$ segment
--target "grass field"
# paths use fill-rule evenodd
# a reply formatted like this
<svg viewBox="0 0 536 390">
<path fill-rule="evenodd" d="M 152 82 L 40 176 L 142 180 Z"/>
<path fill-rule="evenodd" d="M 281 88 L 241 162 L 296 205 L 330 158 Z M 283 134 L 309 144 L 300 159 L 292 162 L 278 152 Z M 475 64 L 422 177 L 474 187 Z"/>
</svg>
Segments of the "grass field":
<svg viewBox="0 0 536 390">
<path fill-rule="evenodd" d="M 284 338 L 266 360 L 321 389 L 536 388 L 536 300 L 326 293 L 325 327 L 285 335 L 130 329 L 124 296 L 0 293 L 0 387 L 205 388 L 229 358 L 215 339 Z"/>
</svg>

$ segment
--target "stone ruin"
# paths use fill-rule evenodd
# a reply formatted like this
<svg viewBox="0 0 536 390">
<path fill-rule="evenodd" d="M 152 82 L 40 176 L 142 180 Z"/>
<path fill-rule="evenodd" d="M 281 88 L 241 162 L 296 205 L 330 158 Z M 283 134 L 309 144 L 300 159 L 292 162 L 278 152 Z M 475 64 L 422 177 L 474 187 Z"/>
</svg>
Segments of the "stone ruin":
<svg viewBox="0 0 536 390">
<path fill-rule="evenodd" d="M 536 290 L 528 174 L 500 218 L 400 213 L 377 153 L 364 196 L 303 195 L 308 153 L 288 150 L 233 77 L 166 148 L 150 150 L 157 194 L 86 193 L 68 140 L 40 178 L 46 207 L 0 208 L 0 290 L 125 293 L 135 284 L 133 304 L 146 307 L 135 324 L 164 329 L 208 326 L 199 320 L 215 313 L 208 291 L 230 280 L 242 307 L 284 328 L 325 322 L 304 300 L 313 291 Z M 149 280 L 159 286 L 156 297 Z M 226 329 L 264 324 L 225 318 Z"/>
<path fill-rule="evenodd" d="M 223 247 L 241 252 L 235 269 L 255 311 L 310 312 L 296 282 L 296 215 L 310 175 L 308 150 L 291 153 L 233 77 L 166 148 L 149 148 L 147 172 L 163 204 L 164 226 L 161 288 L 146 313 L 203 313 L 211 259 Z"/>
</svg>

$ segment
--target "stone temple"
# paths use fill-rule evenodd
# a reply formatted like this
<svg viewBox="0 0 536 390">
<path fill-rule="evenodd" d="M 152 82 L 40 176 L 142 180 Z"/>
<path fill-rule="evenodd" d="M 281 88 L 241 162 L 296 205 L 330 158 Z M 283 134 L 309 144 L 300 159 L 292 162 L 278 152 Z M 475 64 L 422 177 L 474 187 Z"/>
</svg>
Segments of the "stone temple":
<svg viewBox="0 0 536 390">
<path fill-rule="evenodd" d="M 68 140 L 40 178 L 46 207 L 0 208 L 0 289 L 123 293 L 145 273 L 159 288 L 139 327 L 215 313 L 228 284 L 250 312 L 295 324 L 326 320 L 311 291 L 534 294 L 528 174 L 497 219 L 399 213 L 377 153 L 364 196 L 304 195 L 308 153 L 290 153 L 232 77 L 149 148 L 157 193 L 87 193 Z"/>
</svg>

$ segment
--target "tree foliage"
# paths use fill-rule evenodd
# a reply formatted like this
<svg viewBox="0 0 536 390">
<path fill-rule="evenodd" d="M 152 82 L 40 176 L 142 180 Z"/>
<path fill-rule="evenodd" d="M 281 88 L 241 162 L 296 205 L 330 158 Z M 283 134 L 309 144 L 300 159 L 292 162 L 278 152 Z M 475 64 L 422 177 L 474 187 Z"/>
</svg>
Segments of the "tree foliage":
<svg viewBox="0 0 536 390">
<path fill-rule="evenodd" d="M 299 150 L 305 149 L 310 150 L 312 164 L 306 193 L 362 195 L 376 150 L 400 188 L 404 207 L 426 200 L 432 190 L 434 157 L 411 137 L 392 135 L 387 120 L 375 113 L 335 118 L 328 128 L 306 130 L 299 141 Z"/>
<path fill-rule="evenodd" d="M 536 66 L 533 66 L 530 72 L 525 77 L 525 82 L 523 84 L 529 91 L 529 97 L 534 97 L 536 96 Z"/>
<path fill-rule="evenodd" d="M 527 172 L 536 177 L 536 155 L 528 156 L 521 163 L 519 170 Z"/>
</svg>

= = = =

Problem to work on:
Every record should be given again exactly.

Final result:
$ segment
--target "grass field"
# paths use fill-rule evenodd
# a reply formatted like this
<svg viewBox="0 0 536 390">
<path fill-rule="evenodd" d="M 152 82 L 40 176 L 142 180 Z"/>
<path fill-rule="evenodd" d="M 281 88 L 241 162 L 296 205 L 330 158 Z M 283 134 L 309 144 L 300 159 L 292 162 L 278 152 Z M 475 64 L 422 177 L 474 187 Z"/>
</svg>
Segments of the "grass field":
<svg viewBox="0 0 536 390">
<path fill-rule="evenodd" d="M 284 338 L 266 360 L 321 389 L 536 388 L 536 300 L 326 293 L 325 327 L 285 335 L 130 329 L 124 296 L 0 293 L 0 387 L 205 388 L 229 358 L 215 339 Z"/>
</svg>

$ segment
--target "stone ruin"
# paths use fill-rule evenodd
# a reply formatted like this
<svg viewBox="0 0 536 390">
<path fill-rule="evenodd" d="M 152 82 L 40 176 L 142 180 Z"/>
<path fill-rule="evenodd" d="M 281 88 L 241 162 L 296 205 L 330 158 Z M 283 134 L 309 144 L 300 159 L 292 162 L 278 152 Z M 475 64 L 422 177 L 474 187 Z"/>
</svg>
Segments of the "stone ruin":
<svg viewBox="0 0 536 390">
<path fill-rule="evenodd" d="M 536 290 L 528 174 L 500 218 L 400 213 L 377 153 L 364 196 L 303 195 L 308 153 L 288 150 L 233 77 L 166 148 L 150 150 L 157 194 L 86 193 L 68 140 L 40 178 L 46 207 L 0 208 L 0 290 L 125 293 L 135 284 L 133 304 L 146 307 L 135 324 L 164 329 L 208 326 L 199 320 L 215 313 L 208 291 L 230 280 L 242 307 L 284 328 L 325 322 L 304 300 L 313 291 Z M 149 280 L 159 286 L 156 297 Z M 226 329 L 264 324 L 225 318 Z"/>
<path fill-rule="evenodd" d="M 223 247 L 241 252 L 235 269 L 255 311 L 310 312 L 296 282 L 296 215 L 310 175 L 308 150 L 291 153 L 233 77 L 166 148 L 149 148 L 147 172 L 163 204 L 164 226 L 161 288 L 146 313 L 203 313 L 211 259 Z"/>
</svg>

$ segment
--target "stone temple"
# paths use fill-rule evenodd
# a reply formatted like this
<svg viewBox="0 0 536 390">
<path fill-rule="evenodd" d="M 152 82 L 40 176 L 142 180 Z"/>
<path fill-rule="evenodd" d="M 281 88 L 241 162 L 296 205 L 330 158 Z M 283 134 L 309 144 L 300 159 L 292 162 L 278 152 Z M 475 64 L 422 177 L 474 187 Z"/>
</svg>
Segments of the "stone temple":
<svg viewBox="0 0 536 390">
<path fill-rule="evenodd" d="M 68 140 L 40 178 L 46 207 L 0 208 L 0 289 L 123 293 L 145 273 L 159 288 L 139 327 L 215 313 L 228 284 L 250 312 L 295 324 L 326 320 L 311 291 L 534 294 L 528 174 L 497 219 L 399 213 L 377 153 L 364 196 L 304 195 L 308 153 L 290 153 L 232 77 L 149 148 L 157 193 L 87 193 Z"/>
</svg>

$ segment
--target "tree foliage"
# paths use fill-rule evenodd
# a reply formatted like this
<svg viewBox="0 0 536 390">
<path fill-rule="evenodd" d="M 152 82 L 40 176 L 142 180 Z"/>
<path fill-rule="evenodd" d="M 281 88 L 241 162 L 296 205 L 330 158 Z M 283 134 L 309 144 L 300 159 L 292 162 L 278 152 Z M 475 64 L 422 177 L 474 187 Z"/>
</svg>
Segments of the "tree foliage":
<svg viewBox="0 0 536 390">
<path fill-rule="evenodd" d="M 299 150 L 305 149 L 310 150 L 312 164 L 306 193 L 362 195 L 376 150 L 400 188 L 404 207 L 426 200 L 432 190 L 434 157 L 411 137 L 392 135 L 387 120 L 375 113 L 335 118 L 328 128 L 306 130 L 299 141 Z"/>
<path fill-rule="evenodd" d="M 536 66 L 533 66 L 530 72 L 525 77 L 525 82 L 523 84 L 529 91 L 529 97 L 534 97 L 536 96 Z"/>
<path fill-rule="evenodd" d="M 527 172 L 536 177 L 536 155 L 528 156 L 521 163 L 519 170 Z"/>
</svg>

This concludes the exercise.